* _WORK TO BE COMPLETED_:
In these records, how many lines contain "gathered"? Please reply with the number only.

######

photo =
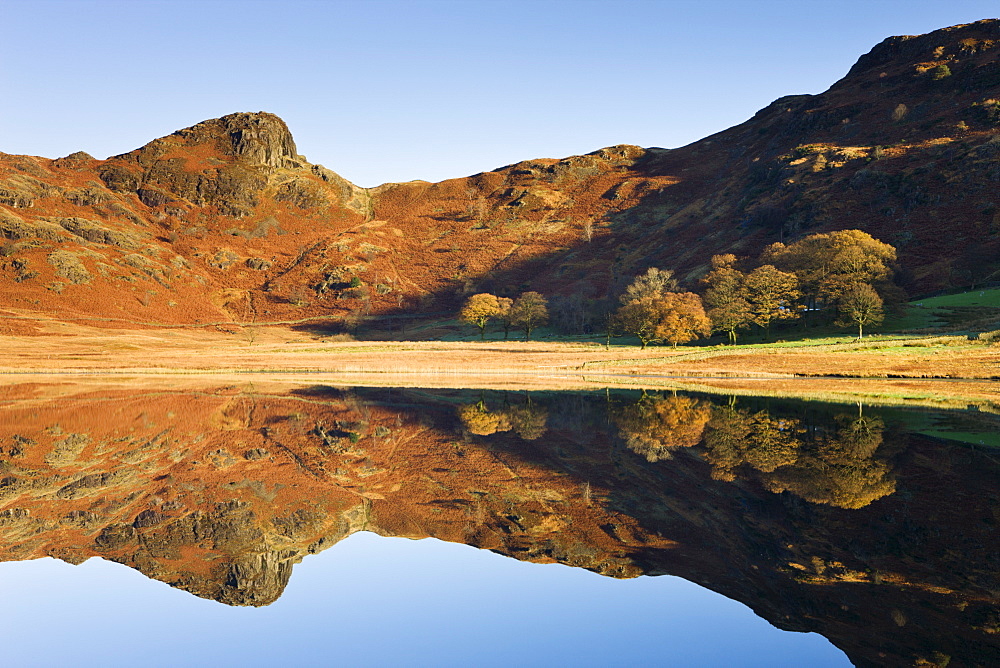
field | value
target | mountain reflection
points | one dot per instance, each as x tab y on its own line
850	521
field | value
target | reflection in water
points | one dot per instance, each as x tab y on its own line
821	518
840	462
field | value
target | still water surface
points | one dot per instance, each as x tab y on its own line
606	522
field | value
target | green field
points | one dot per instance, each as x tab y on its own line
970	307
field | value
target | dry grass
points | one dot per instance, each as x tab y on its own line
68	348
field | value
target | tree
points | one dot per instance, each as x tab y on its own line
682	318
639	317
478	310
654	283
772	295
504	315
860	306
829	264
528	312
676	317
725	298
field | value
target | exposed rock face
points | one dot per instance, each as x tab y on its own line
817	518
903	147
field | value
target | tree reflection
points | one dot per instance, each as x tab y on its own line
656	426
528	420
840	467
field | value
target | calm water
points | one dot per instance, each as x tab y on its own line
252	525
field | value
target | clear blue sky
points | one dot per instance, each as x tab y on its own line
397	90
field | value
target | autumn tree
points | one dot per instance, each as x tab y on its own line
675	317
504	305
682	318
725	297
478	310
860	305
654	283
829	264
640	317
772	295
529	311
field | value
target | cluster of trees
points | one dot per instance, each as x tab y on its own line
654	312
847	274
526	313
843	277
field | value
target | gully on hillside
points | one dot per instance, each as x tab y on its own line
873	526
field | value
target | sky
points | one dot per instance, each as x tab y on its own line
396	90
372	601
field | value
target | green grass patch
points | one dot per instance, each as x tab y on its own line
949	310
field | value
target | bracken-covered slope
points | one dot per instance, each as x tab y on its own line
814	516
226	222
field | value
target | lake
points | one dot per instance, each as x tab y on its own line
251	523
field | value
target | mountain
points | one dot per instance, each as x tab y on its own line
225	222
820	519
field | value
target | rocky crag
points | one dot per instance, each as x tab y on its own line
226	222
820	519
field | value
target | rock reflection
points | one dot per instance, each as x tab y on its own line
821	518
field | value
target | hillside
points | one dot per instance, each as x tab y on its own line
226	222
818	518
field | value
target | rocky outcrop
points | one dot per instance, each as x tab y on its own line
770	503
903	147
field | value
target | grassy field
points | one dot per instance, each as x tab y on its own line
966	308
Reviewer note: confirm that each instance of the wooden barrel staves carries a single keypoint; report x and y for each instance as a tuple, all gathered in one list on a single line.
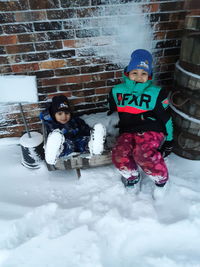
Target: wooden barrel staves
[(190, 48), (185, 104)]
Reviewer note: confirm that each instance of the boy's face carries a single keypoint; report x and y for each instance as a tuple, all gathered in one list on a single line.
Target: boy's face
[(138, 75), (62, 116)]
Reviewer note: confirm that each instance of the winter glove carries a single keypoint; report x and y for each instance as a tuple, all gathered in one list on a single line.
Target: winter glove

######

* _RESULT OF THIS TASK_:
3